Procura por carro 1.0 despenca na crise; é o fim dos “milzinho”?

UOL Carros

 

A atual crise do mercado brasileiro levou a mudanças no comportamento dos consumidores. Para a maioria dos analistas o grau de exigência dos compradores aumentou e o tempo dos carros básicos (também chamados de “pelados”) terminou. Pode não ser bem assim.

 

Atualmente quase todos os modelos vendidos ao cliente final (varejo) têm ar-condicionado. Tal fenômeno se explica pelo clima do país, as horas passadas em congestionamentos e, em especial, o poder aquisitivo de quem conseguiu manter sua renda nesses tempos de severa retração econômica, nunca vista antes com esse grau de intensidade em dois anos seguidos.

 

O chamado tíquete médio de venda subiu mais de 20% no acumulado de quase 24 meses consecutivos de mergulho do mercado. A parcela de pessoas que compravam o primeiro carro zero-quilômetro, depois de anos restrita a modelos usados por força de sua menor renda e da falta de boas condições de financiamento, foi reduzida drasticamente desde 2014.

 

Houve forte migração para a parte baixa da pirâmide social. Esse, aliás, é um ciclo que se repete. Na crise dos anos 1980, por três vezes seguidas o modelo mais vendido no país foi o Chevrolet Monza, um médio-compacto equivalente hoje a Cruze, Toyota Corolla ou Honda Civic.

 

Naquela época os modelos de entrada também sofreram forte retração, mas parte desse resultado se deveu a Fusca e Gol terem convivido por seis anos. Agora, apesar de o mercado continuar dominado por modelos compactos, o Corolla já aparece com certa frequência entre os cinco mais vendidos. Não chega a ser uma surpresa.

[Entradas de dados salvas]
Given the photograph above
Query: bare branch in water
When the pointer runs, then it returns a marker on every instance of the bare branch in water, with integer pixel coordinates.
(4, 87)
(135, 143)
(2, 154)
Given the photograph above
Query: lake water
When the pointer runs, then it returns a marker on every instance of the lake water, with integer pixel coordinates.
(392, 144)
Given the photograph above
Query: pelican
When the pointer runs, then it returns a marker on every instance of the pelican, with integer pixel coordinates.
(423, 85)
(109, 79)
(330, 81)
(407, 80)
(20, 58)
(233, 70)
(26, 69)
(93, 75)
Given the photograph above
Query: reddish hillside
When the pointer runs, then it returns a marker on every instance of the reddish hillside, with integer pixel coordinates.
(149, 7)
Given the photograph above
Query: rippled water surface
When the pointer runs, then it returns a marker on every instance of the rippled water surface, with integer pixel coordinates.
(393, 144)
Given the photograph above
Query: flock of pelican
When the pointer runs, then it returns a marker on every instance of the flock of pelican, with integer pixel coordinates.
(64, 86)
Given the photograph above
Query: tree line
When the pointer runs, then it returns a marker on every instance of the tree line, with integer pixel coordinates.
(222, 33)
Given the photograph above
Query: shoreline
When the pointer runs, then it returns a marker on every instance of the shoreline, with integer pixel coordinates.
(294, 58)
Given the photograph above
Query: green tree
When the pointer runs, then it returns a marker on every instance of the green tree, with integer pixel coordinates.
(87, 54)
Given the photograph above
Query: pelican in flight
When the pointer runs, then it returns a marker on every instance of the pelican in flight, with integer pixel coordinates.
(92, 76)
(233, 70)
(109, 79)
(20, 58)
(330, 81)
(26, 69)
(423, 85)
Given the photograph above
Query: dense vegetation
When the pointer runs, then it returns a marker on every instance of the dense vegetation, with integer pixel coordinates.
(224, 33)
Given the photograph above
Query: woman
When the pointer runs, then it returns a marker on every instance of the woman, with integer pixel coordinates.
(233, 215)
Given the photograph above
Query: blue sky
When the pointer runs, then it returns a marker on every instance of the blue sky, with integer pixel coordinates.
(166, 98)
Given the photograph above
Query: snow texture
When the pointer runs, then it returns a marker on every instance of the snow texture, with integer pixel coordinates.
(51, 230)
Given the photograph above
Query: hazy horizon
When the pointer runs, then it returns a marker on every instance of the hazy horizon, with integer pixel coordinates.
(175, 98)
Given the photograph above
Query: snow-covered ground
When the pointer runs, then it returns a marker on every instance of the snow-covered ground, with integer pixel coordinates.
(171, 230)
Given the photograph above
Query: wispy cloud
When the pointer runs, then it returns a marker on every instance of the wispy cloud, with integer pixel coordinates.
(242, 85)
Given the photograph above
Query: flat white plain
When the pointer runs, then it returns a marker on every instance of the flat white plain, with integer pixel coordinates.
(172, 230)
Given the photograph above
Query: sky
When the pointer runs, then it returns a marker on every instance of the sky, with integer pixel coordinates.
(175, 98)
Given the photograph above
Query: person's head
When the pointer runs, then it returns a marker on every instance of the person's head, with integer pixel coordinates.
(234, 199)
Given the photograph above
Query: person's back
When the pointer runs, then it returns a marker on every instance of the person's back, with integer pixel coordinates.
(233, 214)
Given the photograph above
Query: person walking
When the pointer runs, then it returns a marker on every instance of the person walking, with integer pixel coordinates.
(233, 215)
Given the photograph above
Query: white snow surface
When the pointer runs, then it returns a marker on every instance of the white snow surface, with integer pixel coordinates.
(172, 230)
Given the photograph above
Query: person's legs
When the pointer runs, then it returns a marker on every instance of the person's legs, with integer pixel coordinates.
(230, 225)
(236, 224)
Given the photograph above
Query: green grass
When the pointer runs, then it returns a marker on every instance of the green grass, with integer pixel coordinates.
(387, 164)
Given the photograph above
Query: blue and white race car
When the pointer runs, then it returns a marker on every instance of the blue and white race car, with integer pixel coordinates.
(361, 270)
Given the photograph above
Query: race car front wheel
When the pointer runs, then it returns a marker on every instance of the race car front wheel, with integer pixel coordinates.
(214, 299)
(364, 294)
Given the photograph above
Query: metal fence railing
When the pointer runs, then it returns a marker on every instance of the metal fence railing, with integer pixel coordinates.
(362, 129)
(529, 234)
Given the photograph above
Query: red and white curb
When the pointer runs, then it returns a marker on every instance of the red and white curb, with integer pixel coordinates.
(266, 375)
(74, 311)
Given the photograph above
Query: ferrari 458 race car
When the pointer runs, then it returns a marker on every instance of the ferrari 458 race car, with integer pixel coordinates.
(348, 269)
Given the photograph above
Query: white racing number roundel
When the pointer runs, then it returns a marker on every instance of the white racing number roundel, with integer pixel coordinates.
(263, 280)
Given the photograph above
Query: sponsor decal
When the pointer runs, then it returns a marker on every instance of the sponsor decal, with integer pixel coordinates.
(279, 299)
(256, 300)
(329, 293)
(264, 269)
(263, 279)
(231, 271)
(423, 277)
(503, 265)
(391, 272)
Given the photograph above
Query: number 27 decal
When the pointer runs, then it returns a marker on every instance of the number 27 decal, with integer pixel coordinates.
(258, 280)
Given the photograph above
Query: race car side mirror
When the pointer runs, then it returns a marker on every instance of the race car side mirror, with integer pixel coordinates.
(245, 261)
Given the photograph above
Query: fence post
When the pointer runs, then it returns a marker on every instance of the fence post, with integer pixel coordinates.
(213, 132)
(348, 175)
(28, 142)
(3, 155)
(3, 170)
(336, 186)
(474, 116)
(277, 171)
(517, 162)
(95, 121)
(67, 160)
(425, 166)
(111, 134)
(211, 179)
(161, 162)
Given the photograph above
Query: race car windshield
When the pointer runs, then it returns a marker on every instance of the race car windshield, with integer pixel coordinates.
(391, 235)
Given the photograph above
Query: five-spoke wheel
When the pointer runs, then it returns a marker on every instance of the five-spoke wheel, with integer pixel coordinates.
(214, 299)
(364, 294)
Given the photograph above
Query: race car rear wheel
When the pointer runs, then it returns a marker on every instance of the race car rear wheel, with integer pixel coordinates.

• _Trabalho a fazer_:
• A. Segundo o texto sobre a venda de carros, qual modelo foi o mais vendido no país por três vezes seguidas na crise dos anos 1980?
• B. Informe quantas linhas das entradas contêm a palavra "branch", levando em conta maiúsculas e minúsculas. Responda apenas com o número.
O texto sobre a venda de carros e as entradas vêm de fontes diferentes.

• _Respostas em ordem_:
• A. O Chevrolet Monza.

• B. 2